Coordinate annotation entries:
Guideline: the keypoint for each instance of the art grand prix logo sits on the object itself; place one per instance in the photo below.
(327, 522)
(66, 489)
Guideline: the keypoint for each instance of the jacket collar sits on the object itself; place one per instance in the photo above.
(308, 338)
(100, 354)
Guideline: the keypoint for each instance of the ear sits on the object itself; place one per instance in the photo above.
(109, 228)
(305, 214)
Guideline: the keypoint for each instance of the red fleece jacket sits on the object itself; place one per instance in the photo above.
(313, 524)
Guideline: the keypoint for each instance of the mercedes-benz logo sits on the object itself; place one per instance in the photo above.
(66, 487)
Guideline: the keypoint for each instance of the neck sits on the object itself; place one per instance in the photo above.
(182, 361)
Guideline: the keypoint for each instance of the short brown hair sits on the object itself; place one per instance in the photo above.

Problem details: Please rewrite every entry above, changing "keypoint" to "marker" wherever it occurs and leaving all other text as it is.

Output of the exercise:
Guideline: the marker for each instance of the art grand prix logo sits on the object itself; place one per instance in the photo below.
(327, 522)
(66, 489)
Guideline: the marker for each instance of the jacket collar sits on the object itself; place one per instance in the photo above.
(308, 338)
(100, 354)
Guideline: the marker for each instance of the ear sits on the object itself; place one per instance in the photo above.
(109, 228)
(305, 214)
Guideline: the marker for each instance of the red fleece jacket sits on the object itself; place one per instance in the photo above.
(313, 524)
Guideline: the marker for each instance of the mercedes-benz logo sits on the object itself; place one per instance in the photo above.
(66, 487)
Guideline: the marker for each instance of the neck sits on the object itself; place one per instance in the photo above.
(182, 361)
Guideline: the marker for each instance of the short brown hair sits on the object itself; place one per instance in the photo above.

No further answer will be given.